**Assigned task**
Look through the lines below for the word "path", and copy every line that has it.

Image-grounded pointing data:
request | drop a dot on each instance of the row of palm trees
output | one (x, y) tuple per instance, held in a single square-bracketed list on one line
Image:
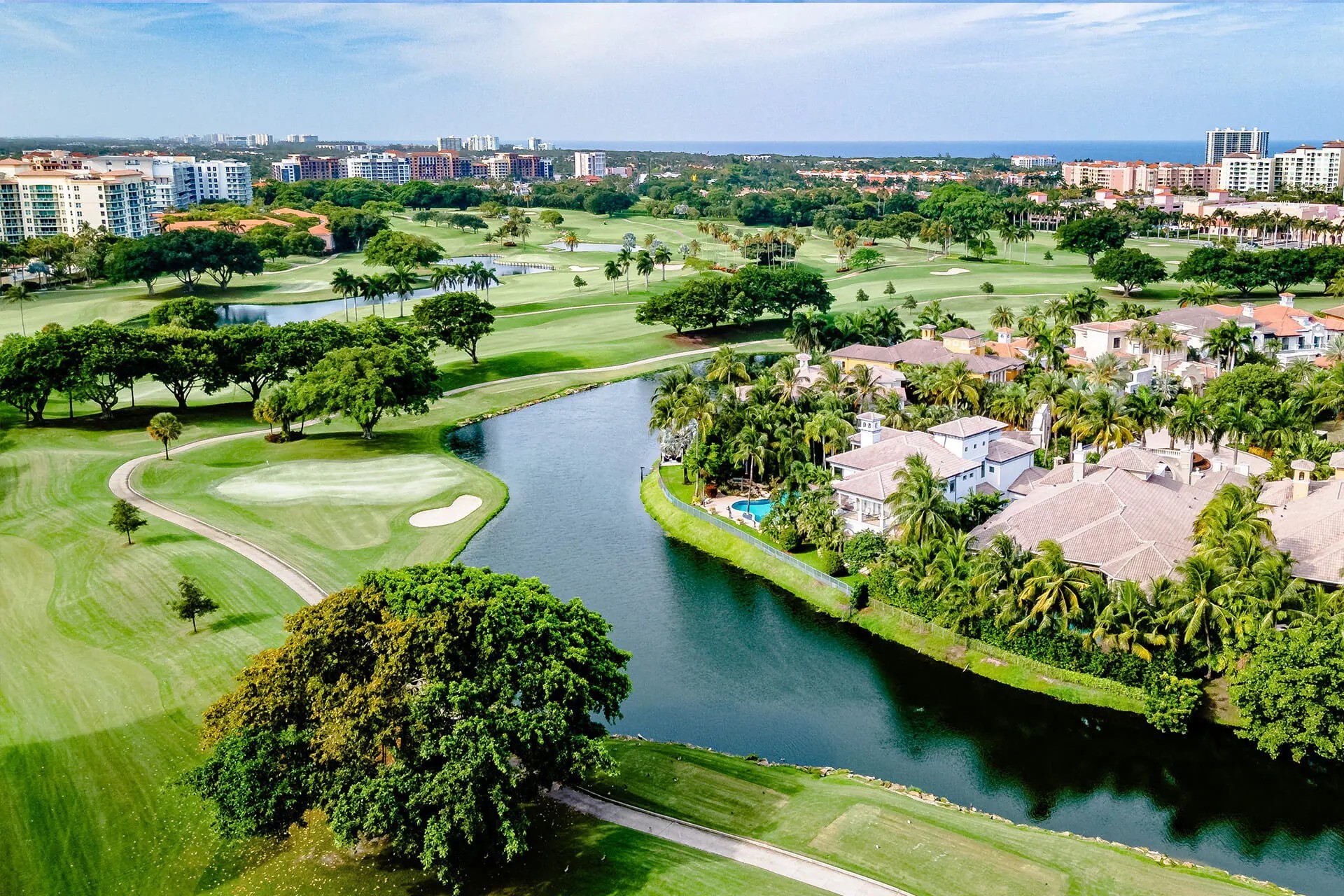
[(1231, 586), (374, 289)]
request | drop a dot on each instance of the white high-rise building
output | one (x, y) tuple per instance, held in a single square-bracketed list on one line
[(590, 164), (226, 179), (379, 166), (1227, 140), (45, 203), (1307, 167)]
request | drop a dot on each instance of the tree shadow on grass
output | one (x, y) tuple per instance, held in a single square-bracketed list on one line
[(238, 620)]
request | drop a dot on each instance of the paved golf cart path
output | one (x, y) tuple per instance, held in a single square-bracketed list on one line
[(741, 849), (290, 575), (121, 486)]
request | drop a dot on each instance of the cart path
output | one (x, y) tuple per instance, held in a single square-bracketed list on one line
[(741, 849), (288, 574)]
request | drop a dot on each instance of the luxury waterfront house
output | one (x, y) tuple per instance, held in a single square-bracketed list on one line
[(968, 454)]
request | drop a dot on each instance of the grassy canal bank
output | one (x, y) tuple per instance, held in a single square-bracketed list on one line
[(889, 622)]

**Exercise solution**
request | drop a dot on each instance of the paved golf cart path
request | drop a dot on each instance of the cart path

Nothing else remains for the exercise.